• **提示文**:
--*--
以下、本実施形態を図面に基づいて説明する。図1〜図10は本実施形態に係る眼鏡枠形状測定装置、眼鏡枠形状測定用治具の構成について説明する図である。なお、本実施形態においては、眼鏡枠形状測定装置1の奥行き方向(眼鏡が配置された際の眼鏡フレームの前後方向)をZ方向、奥行き方向に垂直(眼鏡が配置された際の眼鏡フレームの左右方向)な平面上の水平方向をX方向、鉛直方向(眼鏡が配置された際の眼鏡フレームの左右方向)をY方向として説明する。
なお、本実施形態における眼鏡枠形状測定装置1には、眼鏡フレームFは、上下を逆さにした状態で配置される。すなわち、眼鏡枠形状測定装置1に眼鏡フレームが配置された場合に、眼鏡フレームFの左右リムFL,FRの上端が下側、眼鏡フレームFの左右リムFL,FRの下端が上側となる。もちろん、本実施形態の眼鏡枠形状測定装置1においては、眼鏡フレームFが上下逆さに配置される構成を例に挙げて説明するがこれに限定されない。例えば、眼鏡形状測定装置1は、眼鏡フレームFが上下逆さで無い状態(装用者に装用される状態)で配置される構成であってもよい。また、例えば、眼鏡形状測定装置1は、眼鏡フレームFの左右リムFL,FRが装置の下方向(テンプル部分が上方向)に向けて配置されるような構成であってもよいし、眼鏡フレームFの左右リムFL,FRが装置の上方向に向けて配置されるような構成であってもよい。
<概要>
本発明の実施形態に係る眼鏡枠形状測定装置1の概要について説明する。例えば、本実施形態に関わる眼鏡枠形状測定装置1は、テンプル調整手段(テンプル調整ユニット)30、測定手段(測定ユニット)100、眼鏡フレーム保持ユニット(眼鏡フレーム保持手段)500、制御手段(制御部)50等を備える。
例えば、眼鏡フレーム保持ユニット500は、眼鏡フレームFを保持するために用いられる。
例えば、測定ユニット100は、眼鏡フレーム保持ユニット500に保持された眼鏡フレームFのリムの輪郭をトレースしてリムの形状を測定するために用いられる。
例えば、テンプル調整ユニット30は、眼鏡フレームFの左右のテンプルFTL,FTRの少なくとも一方に当接し、左右のテンプルFTL,FTRの少なくとも一方のテンプルの位置を移動させることによって、左右のテンプルFTL,FTRの間の幅を変更させる。例えば、幅を変更するとは、幅を広げる構成、幅を狭くする構成等が挙げられる。
--*--
• **抜粋項目**:
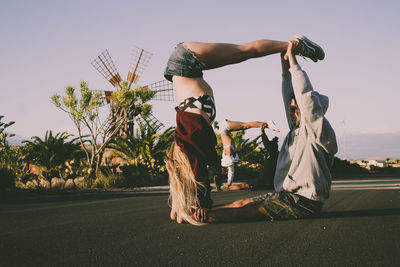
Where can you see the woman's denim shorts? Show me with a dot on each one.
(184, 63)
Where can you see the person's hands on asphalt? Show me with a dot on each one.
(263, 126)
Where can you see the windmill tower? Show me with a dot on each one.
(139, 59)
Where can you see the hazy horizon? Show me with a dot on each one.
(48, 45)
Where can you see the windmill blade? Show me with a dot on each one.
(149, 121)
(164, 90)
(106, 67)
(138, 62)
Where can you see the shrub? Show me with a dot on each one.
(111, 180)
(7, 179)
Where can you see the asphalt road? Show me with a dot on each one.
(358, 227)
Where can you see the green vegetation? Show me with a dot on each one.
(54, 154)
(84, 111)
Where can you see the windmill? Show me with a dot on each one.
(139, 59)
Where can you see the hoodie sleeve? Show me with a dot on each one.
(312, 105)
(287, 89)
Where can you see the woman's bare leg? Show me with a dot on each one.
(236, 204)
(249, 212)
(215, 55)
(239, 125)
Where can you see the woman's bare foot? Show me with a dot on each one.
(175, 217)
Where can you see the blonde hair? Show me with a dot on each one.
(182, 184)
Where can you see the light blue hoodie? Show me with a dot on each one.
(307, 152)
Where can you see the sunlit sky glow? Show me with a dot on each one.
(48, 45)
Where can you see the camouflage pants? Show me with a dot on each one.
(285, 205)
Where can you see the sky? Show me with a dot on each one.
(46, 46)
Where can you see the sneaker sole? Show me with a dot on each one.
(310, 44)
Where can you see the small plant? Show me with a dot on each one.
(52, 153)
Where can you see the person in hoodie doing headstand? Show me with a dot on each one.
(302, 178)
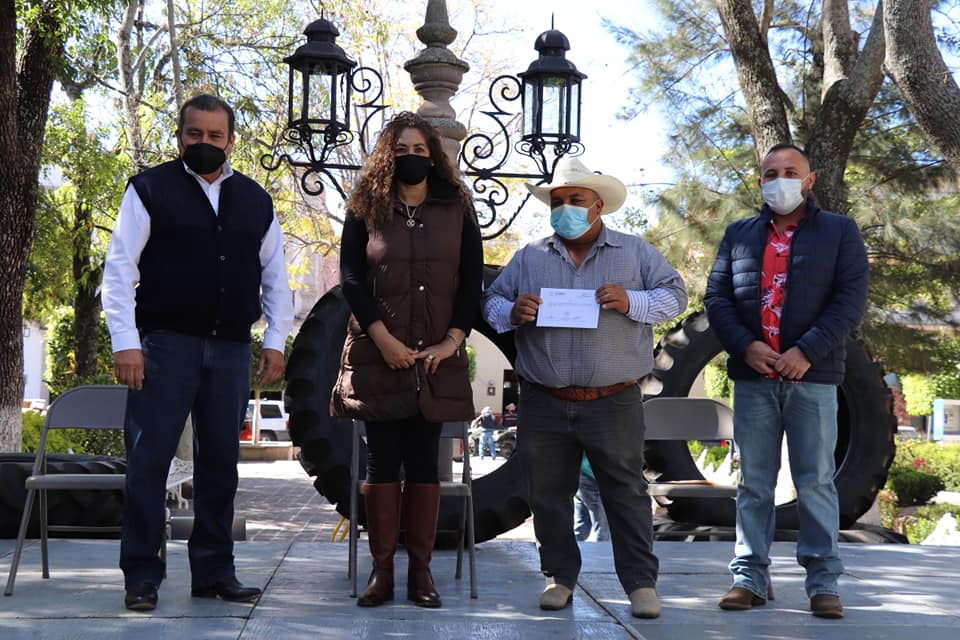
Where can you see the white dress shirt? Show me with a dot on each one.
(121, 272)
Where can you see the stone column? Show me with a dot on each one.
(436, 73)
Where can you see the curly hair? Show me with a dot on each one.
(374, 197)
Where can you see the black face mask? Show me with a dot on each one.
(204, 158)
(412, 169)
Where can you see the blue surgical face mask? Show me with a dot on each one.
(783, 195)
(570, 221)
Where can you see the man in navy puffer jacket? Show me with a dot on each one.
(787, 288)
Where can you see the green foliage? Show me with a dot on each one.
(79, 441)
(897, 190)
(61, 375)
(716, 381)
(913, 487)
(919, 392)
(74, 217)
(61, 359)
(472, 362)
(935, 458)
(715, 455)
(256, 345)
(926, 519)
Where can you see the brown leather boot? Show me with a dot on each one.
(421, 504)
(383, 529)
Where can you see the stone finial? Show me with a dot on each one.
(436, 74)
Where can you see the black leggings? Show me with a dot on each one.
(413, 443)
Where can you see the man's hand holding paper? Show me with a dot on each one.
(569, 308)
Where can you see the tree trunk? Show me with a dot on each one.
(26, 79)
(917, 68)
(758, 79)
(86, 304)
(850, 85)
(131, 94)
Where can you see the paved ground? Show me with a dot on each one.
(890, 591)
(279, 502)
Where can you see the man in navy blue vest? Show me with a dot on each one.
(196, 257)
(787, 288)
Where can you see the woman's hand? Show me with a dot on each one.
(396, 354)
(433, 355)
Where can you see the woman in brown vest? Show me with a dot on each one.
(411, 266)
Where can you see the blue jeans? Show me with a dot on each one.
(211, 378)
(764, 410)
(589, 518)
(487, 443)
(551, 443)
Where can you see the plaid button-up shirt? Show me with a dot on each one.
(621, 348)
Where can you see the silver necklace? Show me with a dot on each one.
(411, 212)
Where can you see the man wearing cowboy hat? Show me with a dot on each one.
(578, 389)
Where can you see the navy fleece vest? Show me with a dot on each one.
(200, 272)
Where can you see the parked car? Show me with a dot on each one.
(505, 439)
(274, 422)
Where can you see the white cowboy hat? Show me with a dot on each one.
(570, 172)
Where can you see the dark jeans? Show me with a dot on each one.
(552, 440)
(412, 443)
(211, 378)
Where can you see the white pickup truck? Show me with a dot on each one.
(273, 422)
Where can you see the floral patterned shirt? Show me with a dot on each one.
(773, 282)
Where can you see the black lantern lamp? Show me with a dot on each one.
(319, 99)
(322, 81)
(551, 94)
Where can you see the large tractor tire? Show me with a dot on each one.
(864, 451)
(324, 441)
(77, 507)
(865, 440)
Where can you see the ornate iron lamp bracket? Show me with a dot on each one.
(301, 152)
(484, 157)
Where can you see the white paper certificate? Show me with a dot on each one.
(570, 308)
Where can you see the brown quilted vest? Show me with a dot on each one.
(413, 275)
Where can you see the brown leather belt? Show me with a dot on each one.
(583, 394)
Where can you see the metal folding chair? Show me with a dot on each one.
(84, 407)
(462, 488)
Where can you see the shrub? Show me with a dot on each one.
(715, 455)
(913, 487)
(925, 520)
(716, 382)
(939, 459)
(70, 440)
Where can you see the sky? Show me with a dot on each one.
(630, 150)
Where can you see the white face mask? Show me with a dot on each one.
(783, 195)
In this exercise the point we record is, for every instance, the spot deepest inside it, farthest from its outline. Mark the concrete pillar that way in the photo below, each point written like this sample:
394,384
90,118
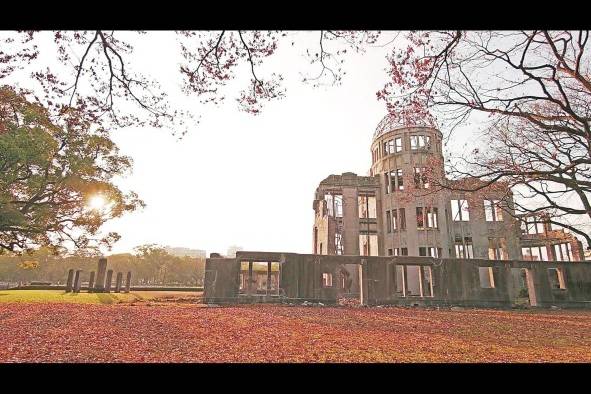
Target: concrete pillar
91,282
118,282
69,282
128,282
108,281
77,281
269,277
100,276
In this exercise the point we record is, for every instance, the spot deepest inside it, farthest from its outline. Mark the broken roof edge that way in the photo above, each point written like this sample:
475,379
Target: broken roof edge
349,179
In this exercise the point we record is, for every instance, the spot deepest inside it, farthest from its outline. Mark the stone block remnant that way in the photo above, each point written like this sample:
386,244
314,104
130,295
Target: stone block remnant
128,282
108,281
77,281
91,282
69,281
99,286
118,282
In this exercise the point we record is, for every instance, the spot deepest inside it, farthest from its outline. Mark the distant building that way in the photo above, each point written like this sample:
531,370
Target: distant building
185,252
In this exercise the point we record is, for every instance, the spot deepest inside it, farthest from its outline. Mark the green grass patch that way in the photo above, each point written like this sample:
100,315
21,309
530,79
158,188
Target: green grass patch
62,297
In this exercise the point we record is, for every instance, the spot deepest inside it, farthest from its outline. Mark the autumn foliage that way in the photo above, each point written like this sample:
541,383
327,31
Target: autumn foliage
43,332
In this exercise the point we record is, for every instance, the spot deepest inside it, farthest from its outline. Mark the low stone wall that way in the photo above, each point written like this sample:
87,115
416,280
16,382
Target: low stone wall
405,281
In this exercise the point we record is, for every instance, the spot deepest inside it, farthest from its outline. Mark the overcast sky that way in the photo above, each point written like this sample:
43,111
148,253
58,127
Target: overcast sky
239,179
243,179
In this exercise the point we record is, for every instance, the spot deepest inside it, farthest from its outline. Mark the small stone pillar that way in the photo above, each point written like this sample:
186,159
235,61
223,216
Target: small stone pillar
--*--
• **課題**:
a) 眼鏡枠形状測定装置の説明文において、Z方向とされているのはどの方向ですか。
b) 眼鏡枠形状測定装置の説明文のうち、「以下、本実施形態を図面に基づ」から「を保持するために用いられる。」までを一字一句違えずに書き写してください。

• **回答**:
a) 眼鏡枠形状測定装置1の奥行き方向（眼鏡が配置された際の眼鏡フレームの前後方向）です。

b)
以下、本実施形態を図面に基づいて説明する。図1〜図10は本実施形態に係る眼鏡枠形状測定装置、眼鏡枠形状測定用治具の構成について説明する図である。なお、本実施形態においては、眼鏡枠形状測定装置1の奥行き方向(眼鏡が配置された際の眼鏡フレームの前後方向)をZ方向、奥行き方向に垂直(眼鏡が配置された際の眼鏡フレームの左右方向)な平面上の水平方向をX方向、鉛直方向(眼鏡が配置された際の眼鏡フレームの左右方向)をY方向として説明する。
なお、本実施形態における眼鏡枠形状測定装置1には、眼鏡フレームFは、上下を逆さにした状態で配置される。すなわち、眼鏡枠形状測定装置1に眼鏡フレームが配置された場合に、眼鏡フレームFの左右リムFL,FRの上端が下側、眼鏡フレームFの左右リムFL,FRの下端が上側となる。もちろん、本実施形態の眼鏡枠形状測定装置1においては、眼鏡フレームFが上下逆さに配置される構成を例に挙げて説明するがこれに限定されない。例えば、眼鏡形状測定装置1は、眼鏡フレームFが上下逆さで無い状態(装用者に装用される状態)で配置される構成であってもよい。また、例えば、眼鏡形状測定装置1は、眼鏡フレームFの左右リムFL,FRが装置の下方向(テンプル部分が上方向)に向けて配置されるような構成であってもよいし、眼鏡フレームFの左右リムFL,FRが装置の上方向に向けて配置されるような構成であってもよい。
<概要>
本発明の実施形態に係る眼鏡枠形状測定装置1の概要について説明する。例えば、本実施形態に関わる眼鏡枠形状測定装置1は、テンプル調整手段(テンプル調整ユニット)30、測定手段(測定ユニット)100、眼鏡フレーム保持ユニット(眼鏡フレーム保持手段)500、制御手段(制御部)50等を備える。
例えば、眼鏡フレーム保持ユニット500は、眼鏡フレームFを保持するために用いられる。